March 9, 2020

10 Highlights from The Armory Show at Piers 90 and 94 in New York

Art enthusiasts once again convened at Piers 90 and 94 on Manhattan’s west side to take part in the city’s landmark art fair, The Armory Show, March 5-8. The fair, founded by four New York gallerists in 1994, has become a fixture in the city’s art scene as demonstrated by the high volume of people in attendance during its preview day March 4 despite concerns surrounding the coronavirus, which has led to cancellations of many global art fairs.

“I am very impressed by the outstanding quality of the presentations at this year’s fair. The art work on view will engage viewers and help to further solidify The Armory Show as New York’s essential art fair,” Nicole Berry, executive director of The Armory Show, told Interior Design. This year’s program includes 183 exhibitors from 32 countries, in addition to five curated sub-sections organized by different curators to emphasize emerging galleries from the United States and beyond.

Interior Design picked 10 highlight booths from The Armory Show.

Ed & Nancy Kienholz’s The Caddy Court at L.A. Louver

Ed & Nancy Kienholz, The Caddy Court, 1986-87. Photography courtesy of Ed & Nancy Kienholz and L.A. Louver.

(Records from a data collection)
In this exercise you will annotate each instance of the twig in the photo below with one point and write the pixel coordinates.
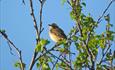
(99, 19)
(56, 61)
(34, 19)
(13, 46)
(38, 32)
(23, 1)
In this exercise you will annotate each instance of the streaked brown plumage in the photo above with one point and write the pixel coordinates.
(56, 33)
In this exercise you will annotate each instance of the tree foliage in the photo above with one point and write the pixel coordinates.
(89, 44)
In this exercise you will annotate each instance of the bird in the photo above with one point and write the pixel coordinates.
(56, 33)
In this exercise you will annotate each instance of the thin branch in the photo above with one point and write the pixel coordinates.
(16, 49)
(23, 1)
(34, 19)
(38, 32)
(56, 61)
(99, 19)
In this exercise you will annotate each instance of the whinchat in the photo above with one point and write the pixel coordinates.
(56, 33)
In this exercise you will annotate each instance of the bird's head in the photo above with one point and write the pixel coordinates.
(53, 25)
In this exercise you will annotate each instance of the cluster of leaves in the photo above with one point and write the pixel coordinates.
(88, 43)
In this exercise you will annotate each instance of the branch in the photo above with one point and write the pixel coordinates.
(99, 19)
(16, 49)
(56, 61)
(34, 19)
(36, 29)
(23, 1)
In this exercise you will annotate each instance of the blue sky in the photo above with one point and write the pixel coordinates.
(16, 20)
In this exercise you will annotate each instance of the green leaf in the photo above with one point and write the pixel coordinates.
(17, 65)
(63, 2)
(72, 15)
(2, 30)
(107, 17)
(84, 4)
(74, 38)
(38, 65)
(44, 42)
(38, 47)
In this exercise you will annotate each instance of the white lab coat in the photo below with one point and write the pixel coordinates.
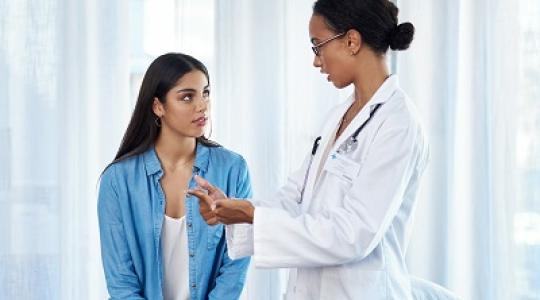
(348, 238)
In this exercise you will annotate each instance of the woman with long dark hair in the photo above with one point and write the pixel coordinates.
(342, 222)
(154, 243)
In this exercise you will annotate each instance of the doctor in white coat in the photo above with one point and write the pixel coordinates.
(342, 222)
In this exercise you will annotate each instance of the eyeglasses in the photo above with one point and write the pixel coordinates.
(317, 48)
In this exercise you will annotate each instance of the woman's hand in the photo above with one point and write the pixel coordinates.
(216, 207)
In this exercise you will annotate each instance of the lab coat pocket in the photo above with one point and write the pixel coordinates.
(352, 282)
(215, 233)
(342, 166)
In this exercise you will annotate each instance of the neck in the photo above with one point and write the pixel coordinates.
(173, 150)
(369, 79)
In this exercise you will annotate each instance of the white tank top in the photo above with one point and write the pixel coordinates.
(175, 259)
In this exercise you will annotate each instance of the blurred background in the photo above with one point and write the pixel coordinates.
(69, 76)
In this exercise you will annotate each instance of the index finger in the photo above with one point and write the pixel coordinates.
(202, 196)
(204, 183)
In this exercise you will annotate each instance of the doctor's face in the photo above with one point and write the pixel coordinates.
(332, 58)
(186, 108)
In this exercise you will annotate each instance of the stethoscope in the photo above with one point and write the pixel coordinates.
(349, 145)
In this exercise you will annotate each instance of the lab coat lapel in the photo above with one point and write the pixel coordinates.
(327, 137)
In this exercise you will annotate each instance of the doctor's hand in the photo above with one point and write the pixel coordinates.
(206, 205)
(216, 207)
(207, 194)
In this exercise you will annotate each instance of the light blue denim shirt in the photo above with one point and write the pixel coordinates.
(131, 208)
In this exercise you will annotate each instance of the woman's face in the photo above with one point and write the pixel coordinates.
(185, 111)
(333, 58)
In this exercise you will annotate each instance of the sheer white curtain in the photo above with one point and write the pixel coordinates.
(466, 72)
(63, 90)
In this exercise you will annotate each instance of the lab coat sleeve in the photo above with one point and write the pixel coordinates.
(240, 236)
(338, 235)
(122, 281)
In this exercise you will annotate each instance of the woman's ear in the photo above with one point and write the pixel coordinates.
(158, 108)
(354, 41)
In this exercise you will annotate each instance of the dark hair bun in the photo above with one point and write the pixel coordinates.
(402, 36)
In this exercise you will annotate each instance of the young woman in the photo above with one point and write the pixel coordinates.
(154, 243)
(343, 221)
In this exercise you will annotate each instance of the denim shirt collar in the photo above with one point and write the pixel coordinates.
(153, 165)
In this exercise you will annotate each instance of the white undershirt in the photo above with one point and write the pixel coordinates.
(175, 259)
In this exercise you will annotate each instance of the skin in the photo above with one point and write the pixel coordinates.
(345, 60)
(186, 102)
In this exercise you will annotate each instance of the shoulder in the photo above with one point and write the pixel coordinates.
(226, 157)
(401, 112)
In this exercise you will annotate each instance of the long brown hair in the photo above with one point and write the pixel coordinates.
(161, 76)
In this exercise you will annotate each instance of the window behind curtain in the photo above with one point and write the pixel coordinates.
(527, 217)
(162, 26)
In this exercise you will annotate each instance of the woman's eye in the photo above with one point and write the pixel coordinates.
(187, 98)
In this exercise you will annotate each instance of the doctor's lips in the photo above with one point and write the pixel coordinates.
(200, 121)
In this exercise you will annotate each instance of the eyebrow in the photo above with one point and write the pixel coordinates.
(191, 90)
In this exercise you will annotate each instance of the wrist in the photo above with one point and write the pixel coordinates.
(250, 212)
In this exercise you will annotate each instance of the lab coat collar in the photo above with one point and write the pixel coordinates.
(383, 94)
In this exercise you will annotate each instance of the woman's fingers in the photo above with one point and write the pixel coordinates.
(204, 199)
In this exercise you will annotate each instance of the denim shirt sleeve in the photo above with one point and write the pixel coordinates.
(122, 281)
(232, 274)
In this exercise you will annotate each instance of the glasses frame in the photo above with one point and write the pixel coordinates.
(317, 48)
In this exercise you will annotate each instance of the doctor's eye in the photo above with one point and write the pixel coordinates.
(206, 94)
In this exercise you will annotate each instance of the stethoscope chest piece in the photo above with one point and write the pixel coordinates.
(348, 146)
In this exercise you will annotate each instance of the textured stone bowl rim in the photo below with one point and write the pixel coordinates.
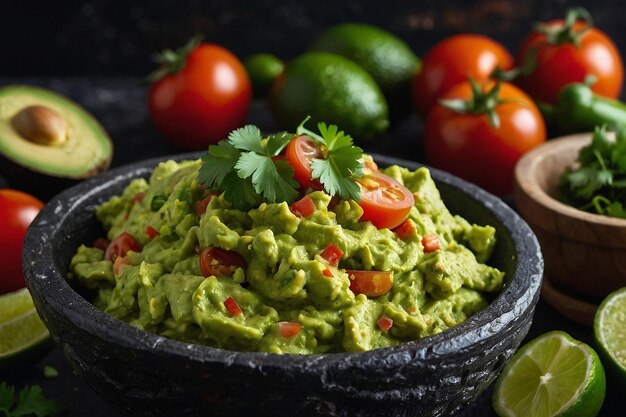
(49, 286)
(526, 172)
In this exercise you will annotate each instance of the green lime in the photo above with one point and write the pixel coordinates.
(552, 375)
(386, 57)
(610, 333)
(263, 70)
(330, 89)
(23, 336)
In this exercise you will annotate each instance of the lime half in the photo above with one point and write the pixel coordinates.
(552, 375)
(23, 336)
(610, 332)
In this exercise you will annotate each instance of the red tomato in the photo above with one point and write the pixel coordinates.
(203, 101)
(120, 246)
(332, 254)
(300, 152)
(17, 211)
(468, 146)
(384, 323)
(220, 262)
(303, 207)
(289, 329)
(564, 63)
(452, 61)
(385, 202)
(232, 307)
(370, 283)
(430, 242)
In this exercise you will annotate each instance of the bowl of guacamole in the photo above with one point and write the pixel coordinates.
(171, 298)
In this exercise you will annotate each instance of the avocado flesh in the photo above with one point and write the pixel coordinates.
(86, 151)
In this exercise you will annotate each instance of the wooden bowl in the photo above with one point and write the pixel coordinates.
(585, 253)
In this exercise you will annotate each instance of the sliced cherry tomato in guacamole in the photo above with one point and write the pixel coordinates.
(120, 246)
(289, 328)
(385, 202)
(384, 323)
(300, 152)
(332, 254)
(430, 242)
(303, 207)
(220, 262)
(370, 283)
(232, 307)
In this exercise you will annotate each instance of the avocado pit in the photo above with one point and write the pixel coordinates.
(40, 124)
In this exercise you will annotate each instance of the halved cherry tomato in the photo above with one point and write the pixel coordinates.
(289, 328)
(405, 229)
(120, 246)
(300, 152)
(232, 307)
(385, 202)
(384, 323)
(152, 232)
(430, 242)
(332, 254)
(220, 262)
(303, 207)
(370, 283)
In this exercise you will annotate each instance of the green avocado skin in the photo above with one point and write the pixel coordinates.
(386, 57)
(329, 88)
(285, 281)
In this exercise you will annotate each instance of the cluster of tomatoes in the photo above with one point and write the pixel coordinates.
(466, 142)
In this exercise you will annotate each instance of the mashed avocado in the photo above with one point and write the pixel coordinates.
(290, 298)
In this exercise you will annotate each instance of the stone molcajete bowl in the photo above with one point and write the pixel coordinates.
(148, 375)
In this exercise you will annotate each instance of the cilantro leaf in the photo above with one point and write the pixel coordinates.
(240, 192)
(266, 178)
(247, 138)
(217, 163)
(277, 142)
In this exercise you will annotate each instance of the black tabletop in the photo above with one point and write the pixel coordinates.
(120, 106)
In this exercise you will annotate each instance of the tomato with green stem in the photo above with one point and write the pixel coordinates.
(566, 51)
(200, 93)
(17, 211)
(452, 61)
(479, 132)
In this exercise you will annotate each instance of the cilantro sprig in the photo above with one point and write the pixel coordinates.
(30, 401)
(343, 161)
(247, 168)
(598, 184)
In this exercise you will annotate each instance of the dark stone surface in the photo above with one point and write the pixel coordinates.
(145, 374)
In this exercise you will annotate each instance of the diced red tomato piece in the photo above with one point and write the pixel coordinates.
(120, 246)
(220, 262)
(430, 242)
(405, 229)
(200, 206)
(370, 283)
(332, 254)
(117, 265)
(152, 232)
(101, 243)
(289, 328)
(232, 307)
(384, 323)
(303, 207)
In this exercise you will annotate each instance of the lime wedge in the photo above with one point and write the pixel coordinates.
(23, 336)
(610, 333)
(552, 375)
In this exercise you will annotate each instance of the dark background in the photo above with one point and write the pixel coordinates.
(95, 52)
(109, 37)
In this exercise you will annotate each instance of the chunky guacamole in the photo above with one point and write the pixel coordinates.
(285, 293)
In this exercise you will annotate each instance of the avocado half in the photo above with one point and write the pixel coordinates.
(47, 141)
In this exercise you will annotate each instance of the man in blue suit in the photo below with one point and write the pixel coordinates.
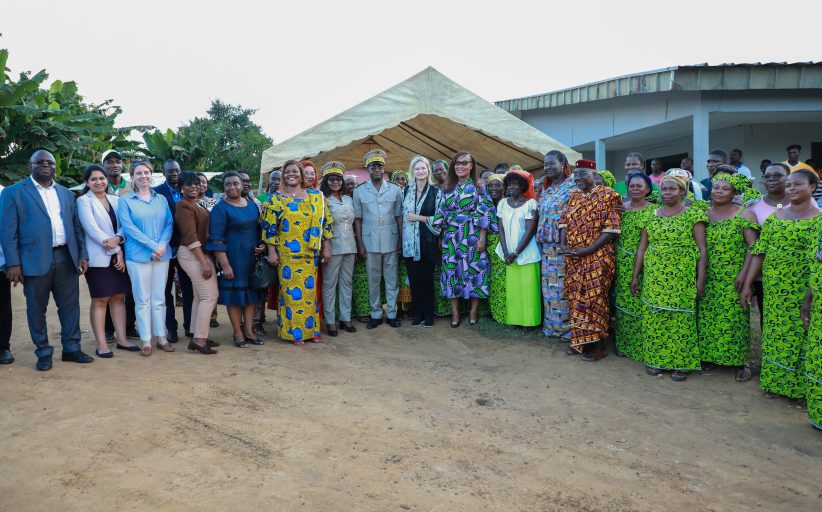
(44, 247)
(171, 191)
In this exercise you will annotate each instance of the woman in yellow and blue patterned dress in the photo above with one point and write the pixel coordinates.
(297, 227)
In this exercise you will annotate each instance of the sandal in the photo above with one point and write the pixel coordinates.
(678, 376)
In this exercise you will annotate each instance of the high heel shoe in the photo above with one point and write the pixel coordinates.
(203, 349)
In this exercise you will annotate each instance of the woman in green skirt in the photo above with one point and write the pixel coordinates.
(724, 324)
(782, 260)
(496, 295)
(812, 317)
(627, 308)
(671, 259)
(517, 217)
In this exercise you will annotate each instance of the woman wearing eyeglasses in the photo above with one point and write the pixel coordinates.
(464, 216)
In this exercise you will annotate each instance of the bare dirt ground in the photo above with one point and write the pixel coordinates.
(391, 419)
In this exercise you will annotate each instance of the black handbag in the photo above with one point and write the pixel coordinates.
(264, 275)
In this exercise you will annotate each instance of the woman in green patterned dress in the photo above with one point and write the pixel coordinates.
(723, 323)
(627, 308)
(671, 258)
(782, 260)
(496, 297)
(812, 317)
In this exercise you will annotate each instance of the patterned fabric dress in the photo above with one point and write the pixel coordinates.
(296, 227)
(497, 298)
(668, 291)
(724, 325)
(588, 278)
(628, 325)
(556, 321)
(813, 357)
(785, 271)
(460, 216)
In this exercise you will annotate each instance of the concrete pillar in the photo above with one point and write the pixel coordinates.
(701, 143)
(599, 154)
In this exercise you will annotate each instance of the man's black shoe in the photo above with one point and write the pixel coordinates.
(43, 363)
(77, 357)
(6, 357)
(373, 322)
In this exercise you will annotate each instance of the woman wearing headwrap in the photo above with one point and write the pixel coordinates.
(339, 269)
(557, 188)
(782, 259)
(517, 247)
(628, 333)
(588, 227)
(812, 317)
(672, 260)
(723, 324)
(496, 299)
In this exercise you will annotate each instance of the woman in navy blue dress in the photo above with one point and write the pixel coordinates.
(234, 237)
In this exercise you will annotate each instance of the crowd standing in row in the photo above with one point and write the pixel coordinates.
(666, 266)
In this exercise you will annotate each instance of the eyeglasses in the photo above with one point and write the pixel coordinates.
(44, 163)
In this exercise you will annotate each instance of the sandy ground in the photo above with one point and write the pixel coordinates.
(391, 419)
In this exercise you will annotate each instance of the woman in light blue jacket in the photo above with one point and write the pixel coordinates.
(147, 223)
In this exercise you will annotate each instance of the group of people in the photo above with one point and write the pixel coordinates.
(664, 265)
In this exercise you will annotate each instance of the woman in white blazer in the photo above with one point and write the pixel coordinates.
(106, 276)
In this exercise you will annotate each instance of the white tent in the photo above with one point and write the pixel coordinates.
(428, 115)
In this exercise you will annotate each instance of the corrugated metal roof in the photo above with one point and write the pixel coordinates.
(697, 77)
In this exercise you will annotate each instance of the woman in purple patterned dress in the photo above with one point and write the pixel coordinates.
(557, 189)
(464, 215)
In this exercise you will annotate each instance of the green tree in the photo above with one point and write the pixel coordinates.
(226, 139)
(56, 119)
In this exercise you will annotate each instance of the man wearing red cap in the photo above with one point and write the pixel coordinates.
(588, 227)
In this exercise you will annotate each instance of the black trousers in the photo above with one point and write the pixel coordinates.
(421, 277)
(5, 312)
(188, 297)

◆ **Instructions**
a - Check each statement against the Armory Show article and mark it yes or no, quoting the words from the article that settle it: (i) The fair was founded by four New York gallerists in 1994. (ii) This year's program includes exhibitors from 23 countries. (iii) The fair's preview day was March 5.
b - According to the Armory Show article, who is the executive director of The Armory Show?

◆ **Results by task**
a -
(i) Yes: "founded by four New York gallerists in 1994"
(ii) No: "183 exhibitors from 32 countries"
(iii) No: "its preview day March 4"

b - Nicole Berry